[Natural language region descriptions]
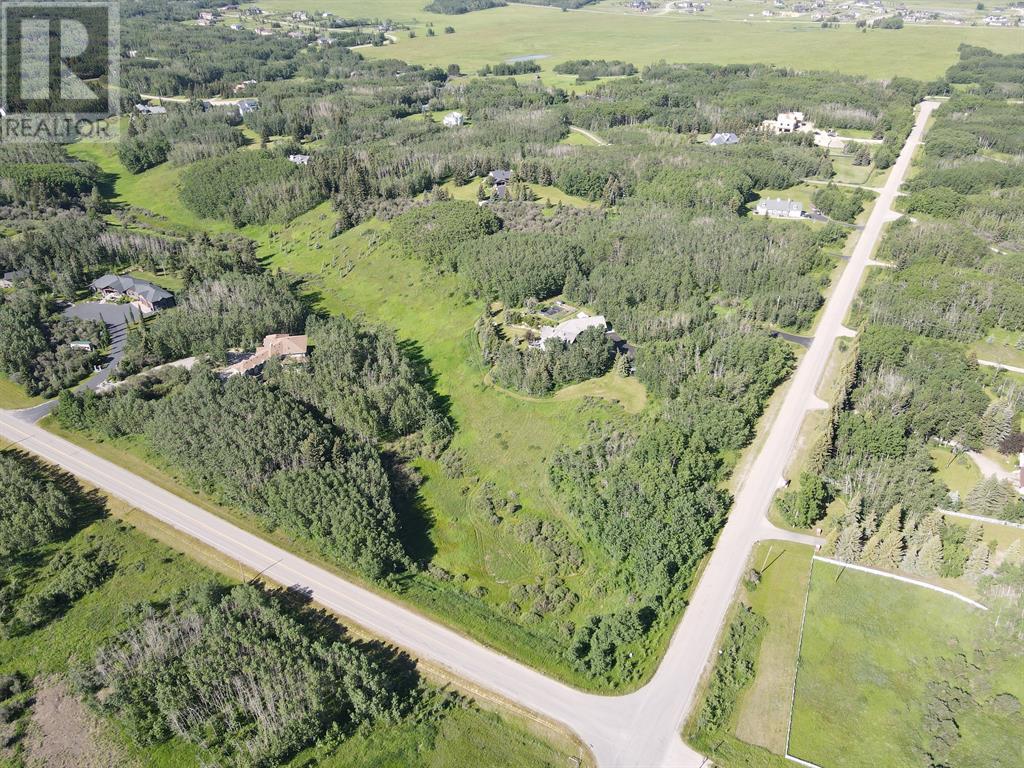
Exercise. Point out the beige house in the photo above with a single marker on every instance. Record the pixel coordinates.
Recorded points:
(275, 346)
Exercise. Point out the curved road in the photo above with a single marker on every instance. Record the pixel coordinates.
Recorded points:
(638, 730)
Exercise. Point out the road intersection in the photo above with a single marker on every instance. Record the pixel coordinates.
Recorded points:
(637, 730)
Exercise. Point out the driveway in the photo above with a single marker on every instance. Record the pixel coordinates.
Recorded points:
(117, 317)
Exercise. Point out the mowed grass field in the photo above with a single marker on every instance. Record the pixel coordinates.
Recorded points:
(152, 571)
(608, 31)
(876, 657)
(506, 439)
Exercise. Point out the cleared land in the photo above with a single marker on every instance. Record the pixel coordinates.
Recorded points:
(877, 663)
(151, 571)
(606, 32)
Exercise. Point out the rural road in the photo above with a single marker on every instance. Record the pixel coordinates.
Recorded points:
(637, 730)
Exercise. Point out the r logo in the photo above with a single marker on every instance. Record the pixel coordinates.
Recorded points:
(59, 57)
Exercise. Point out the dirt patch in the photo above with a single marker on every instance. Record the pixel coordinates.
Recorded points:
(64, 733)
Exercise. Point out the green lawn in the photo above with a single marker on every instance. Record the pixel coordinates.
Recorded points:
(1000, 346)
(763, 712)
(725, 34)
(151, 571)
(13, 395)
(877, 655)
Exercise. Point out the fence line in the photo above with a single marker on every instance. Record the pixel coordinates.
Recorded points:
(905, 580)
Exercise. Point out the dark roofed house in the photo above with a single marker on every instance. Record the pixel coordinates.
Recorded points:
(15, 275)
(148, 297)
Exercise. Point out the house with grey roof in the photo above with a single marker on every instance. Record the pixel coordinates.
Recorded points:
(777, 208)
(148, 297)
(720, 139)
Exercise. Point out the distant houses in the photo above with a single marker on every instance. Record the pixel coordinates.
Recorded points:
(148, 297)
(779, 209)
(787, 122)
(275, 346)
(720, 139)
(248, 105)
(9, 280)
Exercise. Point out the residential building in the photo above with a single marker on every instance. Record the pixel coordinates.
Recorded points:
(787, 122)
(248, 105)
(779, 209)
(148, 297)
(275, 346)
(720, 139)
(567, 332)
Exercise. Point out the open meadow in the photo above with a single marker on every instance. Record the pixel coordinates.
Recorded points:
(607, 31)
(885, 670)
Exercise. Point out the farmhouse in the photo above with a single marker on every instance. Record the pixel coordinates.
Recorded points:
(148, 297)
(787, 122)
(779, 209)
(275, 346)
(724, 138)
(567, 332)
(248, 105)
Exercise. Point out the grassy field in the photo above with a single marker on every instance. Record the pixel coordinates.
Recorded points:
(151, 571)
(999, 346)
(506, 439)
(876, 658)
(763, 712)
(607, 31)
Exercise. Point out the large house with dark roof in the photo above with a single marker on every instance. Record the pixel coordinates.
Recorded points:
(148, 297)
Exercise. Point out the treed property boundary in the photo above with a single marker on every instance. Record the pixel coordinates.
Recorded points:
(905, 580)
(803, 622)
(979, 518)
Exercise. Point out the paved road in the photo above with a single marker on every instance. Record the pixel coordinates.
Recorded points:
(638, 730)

* * *

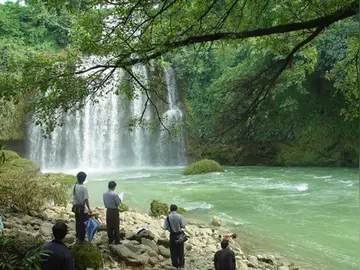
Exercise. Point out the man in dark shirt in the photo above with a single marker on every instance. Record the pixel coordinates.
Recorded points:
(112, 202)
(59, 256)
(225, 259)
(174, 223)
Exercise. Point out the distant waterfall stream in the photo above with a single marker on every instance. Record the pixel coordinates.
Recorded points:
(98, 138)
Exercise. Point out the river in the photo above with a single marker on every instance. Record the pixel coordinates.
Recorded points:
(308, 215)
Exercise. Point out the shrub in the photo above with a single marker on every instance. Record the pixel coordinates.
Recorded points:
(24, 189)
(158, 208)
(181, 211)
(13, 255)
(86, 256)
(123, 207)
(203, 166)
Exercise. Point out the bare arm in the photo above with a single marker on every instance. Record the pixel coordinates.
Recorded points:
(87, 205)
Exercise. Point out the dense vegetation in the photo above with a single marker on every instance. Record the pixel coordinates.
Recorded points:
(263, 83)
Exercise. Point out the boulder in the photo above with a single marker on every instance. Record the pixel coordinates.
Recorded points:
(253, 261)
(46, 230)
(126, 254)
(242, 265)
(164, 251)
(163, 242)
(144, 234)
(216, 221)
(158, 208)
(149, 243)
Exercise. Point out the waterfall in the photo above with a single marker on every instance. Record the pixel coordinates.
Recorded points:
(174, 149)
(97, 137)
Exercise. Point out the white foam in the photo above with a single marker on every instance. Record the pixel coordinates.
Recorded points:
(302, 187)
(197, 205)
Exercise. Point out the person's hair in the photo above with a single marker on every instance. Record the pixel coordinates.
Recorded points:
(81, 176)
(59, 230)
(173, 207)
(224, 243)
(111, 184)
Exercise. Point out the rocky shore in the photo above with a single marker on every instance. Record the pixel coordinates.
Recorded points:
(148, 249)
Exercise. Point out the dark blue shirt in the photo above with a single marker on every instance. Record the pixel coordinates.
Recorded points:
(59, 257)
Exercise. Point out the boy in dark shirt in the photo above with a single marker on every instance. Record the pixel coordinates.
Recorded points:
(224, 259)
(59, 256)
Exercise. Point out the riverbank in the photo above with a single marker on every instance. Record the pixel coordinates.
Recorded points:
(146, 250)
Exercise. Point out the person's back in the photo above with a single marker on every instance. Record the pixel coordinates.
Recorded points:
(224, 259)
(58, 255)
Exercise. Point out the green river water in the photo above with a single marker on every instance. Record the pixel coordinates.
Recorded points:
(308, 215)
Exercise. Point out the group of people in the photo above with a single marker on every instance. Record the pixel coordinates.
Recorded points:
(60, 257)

---

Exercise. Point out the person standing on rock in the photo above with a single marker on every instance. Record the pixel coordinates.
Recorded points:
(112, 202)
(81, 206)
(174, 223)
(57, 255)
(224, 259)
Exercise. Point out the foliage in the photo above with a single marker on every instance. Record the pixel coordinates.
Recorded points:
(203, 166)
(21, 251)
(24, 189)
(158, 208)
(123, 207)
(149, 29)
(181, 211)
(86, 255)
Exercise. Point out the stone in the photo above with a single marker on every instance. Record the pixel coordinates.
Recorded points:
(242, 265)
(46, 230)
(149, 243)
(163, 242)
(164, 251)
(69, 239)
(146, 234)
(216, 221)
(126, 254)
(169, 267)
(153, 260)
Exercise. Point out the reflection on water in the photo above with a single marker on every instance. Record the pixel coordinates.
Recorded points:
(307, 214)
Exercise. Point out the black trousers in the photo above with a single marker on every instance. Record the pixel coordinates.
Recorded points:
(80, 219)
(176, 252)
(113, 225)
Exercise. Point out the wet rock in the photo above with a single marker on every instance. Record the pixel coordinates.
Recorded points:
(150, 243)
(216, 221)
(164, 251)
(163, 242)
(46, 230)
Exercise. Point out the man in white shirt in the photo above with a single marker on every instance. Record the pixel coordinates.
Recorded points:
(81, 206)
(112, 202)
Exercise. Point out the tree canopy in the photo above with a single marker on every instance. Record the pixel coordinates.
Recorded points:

→ Task details: Only a number is wanted here: the count of lines above that hold the word "dark".

→ Response for this exercise: 5